■ **Exercise instructions**: Count the lines in the following rows that contain the string "below", treating uppercase and lowercase as distinct. Reply with the number only.

* Begin Data for this task *

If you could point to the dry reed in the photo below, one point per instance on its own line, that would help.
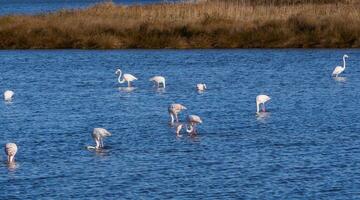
(205, 24)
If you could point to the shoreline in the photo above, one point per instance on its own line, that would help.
(207, 25)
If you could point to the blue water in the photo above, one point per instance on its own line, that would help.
(306, 147)
(39, 6)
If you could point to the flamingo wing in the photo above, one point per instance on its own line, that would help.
(194, 119)
(129, 77)
(101, 132)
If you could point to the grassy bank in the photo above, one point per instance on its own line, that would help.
(206, 24)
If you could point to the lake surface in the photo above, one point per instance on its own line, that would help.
(307, 146)
(40, 6)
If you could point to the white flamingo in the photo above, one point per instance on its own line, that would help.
(158, 80)
(98, 135)
(10, 150)
(126, 77)
(8, 95)
(178, 127)
(261, 99)
(339, 69)
(193, 120)
(174, 109)
(201, 87)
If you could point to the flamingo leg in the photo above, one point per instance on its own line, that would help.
(172, 118)
(97, 144)
(176, 117)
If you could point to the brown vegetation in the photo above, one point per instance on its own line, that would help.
(206, 24)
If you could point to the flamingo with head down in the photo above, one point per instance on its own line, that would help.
(261, 100)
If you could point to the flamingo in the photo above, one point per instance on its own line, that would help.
(98, 135)
(158, 80)
(261, 99)
(201, 87)
(126, 77)
(174, 109)
(338, 70)
(10, 150)
(8, 94)
(193, 120)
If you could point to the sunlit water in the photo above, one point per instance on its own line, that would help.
(39, 6)
(307, 146)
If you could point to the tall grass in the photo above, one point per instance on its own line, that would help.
(205, 24)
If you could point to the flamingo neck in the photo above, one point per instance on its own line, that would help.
(189, 130)
(119, 79)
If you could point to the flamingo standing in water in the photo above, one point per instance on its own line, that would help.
(201, 87)
(126, 77)
(174, 109)
(261, 99)
(10, 150)
(8, 94)
(158, 80)
(193, 120)
(98, 135)
(339, 69)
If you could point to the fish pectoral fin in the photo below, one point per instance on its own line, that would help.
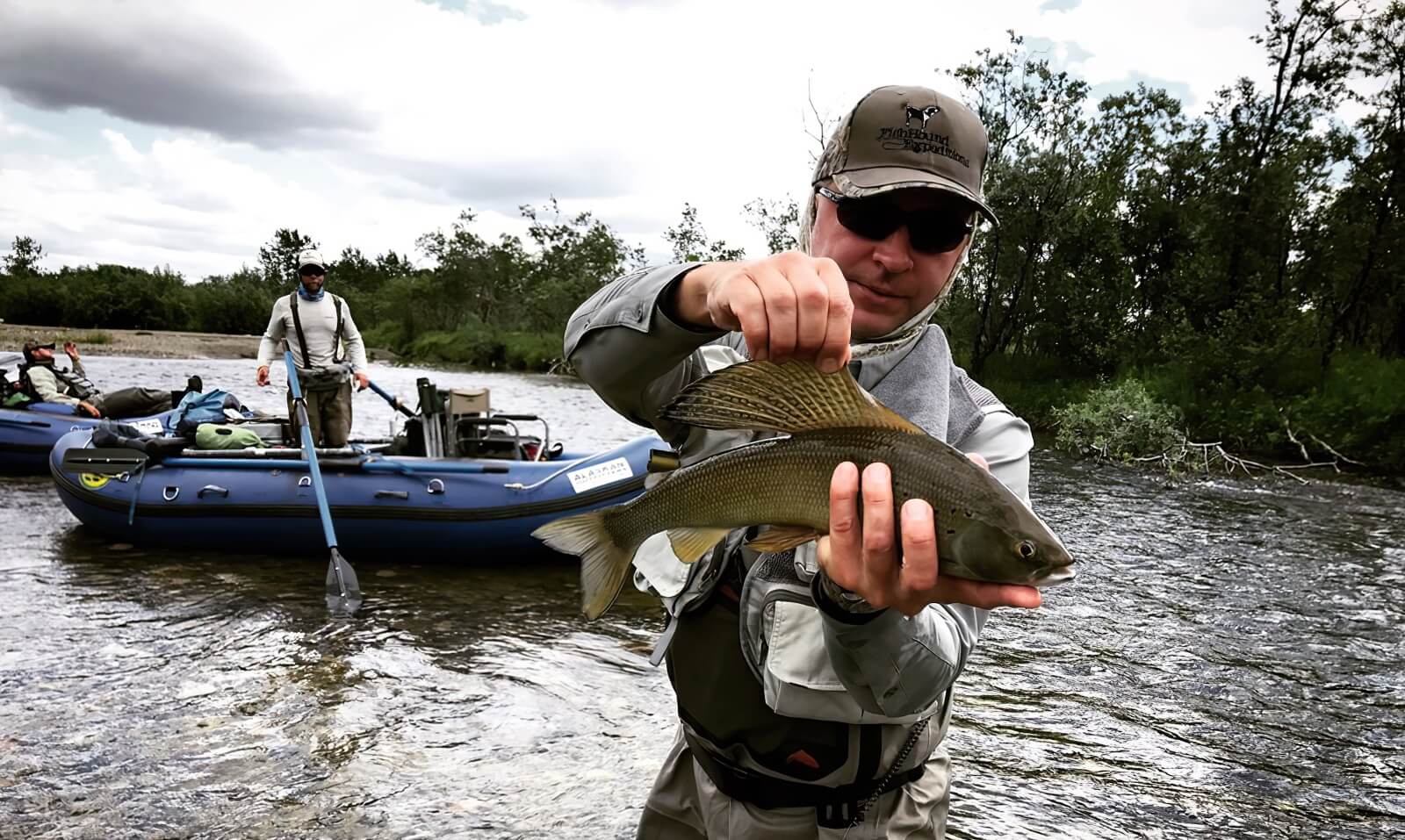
(783, 537)
(690, 544)
(787, 397)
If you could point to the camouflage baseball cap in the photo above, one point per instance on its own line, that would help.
(906, 137)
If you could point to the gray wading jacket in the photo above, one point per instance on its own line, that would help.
(892, 671)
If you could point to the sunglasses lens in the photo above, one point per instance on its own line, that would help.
(936, 232)
(931, 232)
(871, 219)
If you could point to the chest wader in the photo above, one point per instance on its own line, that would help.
(81, 386)
(724, 708)
(302, 337)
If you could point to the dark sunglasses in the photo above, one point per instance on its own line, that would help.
(933, 231)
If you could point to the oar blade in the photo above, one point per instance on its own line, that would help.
(343, 589)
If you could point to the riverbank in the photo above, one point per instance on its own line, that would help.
(147, 343)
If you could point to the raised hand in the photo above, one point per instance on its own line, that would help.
(861, 555)
(787, 305)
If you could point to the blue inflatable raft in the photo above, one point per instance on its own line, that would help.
(384, 506)
(28, 434)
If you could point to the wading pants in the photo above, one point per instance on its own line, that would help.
(329, 414)
(686, 805)
(131, 402)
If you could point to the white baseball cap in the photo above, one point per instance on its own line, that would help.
(311, 257)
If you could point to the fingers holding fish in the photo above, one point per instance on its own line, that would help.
(787, 305)
(735, 302)
(780, 309)
(840, 551)
(987, 596)
(880, 565)
(918, 572)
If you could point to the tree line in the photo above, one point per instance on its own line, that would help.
(1243, 264)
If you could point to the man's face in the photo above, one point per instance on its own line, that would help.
(890, 281)
(313, 278)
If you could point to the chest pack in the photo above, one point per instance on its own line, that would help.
(311, 378)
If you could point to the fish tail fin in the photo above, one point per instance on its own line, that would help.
(604, 564)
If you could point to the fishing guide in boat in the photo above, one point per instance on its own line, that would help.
(814, 685)
(322, 325)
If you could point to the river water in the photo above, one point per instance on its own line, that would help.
(1228, 664)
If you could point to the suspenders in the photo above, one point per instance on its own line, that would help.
(302, 339)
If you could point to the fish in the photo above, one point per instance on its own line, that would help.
(984, 530)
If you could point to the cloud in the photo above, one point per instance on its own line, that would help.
(11, 128)
(162, 69)
(1180, 90)
(484, 11)
(1061, 55)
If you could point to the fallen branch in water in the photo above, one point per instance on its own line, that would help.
(1208, 456)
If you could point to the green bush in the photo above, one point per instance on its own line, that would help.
(1119, 421)
(531, 351)
(1359, 411)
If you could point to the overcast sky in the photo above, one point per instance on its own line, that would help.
(149, 133)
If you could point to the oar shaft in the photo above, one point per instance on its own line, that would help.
(299, 407)
(395, 402)
(343, 590)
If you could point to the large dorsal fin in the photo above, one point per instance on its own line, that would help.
(787, 397)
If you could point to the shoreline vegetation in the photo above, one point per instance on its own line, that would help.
(1164, 287)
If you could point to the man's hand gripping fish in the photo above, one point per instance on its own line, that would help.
(984, 530)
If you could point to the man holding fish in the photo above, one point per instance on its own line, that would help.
(828, 552)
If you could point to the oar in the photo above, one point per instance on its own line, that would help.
(343, 590)
(395, 402)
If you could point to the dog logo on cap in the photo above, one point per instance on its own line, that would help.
(924, 114)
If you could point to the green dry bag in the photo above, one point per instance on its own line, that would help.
(213, 435)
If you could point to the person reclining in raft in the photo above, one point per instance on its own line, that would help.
(48, 384)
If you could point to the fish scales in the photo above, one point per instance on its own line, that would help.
(786, 482)
(984, 531)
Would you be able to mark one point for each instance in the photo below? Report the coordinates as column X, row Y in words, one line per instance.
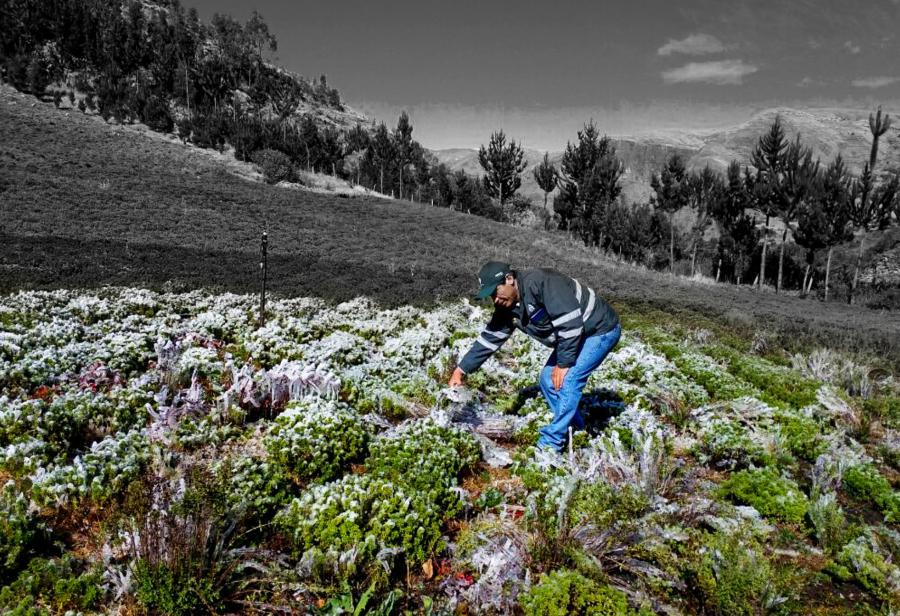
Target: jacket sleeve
column 489, row 340
column 564, row 310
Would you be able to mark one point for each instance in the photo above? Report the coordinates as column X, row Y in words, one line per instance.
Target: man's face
column 506, row 295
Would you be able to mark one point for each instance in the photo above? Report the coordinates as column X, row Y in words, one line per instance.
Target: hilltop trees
column 589, row 183
column 403, row 145
column 797, row 184
column 160, row 65
column 703, row 192
column 546, row 176
column 769, row 159
column 671, row 195
column 872, row 202
column 503, row 164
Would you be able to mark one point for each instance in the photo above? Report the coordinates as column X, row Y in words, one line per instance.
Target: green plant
column 828, row 521
column 18, row 529
column 729, row 443
column 733, row 578
column 802, row 436
column 770, row 493
column 363, row 513
column 316, row 438
column 867, row 563
column 864, row 482
column 426, row 457
column 55, row 585
column 565, row 593
column 602, row 505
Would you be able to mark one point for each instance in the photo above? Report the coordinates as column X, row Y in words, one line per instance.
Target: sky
column 540, row 70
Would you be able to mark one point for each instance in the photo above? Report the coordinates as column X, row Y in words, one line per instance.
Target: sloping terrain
column 163, row 453
column 827, row 130
column 85, row 203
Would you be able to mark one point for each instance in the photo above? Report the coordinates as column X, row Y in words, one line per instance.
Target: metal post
column 264, row 266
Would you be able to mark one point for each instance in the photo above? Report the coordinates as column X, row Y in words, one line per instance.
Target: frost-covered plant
column 728, row 443
column 732, row 576
column 497, row 550
column 564, row 593
column 864, row 482
column 828, row 521
column 99, row 473
column 202, row 361
column 191, row 433
column 425, row 456
column 18, row 528
column 867, row 562
column 257, row 485
column 316, row 438
column 770, row 493
column 365, row 514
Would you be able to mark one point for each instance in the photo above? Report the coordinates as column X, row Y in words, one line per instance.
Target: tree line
column 214, row 86
column 159, row 64
column 820, row 205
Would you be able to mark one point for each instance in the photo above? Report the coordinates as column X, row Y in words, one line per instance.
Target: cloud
column 874, row 82
column 692, row 45
column 720, row 72
column 809, row 81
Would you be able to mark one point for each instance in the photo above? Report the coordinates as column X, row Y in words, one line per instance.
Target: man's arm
column 564, row 310
column 489, row 340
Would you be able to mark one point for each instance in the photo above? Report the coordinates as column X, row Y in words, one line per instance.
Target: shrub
column 363, row 513
column 773, row 495
column 733, row 578
column 863, row 558
column 184, row 545
column 729, row 444
column 257, row 485
column 864, row 482
column 274, row 165
column 599, row 504
column 563, row 593
column 425, row 457
column 828, row 521
column 53, row 586
column 17, row 528
column 316, row 438
column 802, row 436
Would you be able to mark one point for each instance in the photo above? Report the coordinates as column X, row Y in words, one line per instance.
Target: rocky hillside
column 829, row 131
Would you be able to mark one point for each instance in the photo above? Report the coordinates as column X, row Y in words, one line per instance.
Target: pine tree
column 824, row 222
column 703, row 189
column 872, row 204
column 798, row 183
column 380, row 153
column 769, row 159
column 671, row 195
column 589, row 182
column 502, row 163
column 404, row 146
column 546, row 176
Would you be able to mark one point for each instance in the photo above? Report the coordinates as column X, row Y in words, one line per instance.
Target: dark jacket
column 554, row 309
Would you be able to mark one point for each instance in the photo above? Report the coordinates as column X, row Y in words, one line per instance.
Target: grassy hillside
column 85, row 203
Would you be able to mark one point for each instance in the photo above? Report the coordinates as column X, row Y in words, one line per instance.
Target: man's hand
column 558, row 376
column 458, row 378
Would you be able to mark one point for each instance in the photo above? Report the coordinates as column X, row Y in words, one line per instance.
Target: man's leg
column 592, row 352
column 546, row 382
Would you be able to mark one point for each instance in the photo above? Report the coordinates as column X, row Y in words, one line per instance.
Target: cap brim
column 486, row 291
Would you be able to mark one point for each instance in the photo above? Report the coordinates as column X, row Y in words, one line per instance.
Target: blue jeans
column 564, row 401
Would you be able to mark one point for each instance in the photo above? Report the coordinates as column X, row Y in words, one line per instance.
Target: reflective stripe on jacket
column 554, row 309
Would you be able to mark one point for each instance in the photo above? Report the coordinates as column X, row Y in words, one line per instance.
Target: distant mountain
column 828, row 131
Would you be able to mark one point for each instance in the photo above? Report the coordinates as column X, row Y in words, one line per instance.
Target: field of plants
column 163, row 453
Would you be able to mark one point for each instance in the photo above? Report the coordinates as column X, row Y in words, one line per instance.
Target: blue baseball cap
column 491, row 274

* End Data for this task *

■ **Exercise answer**: 3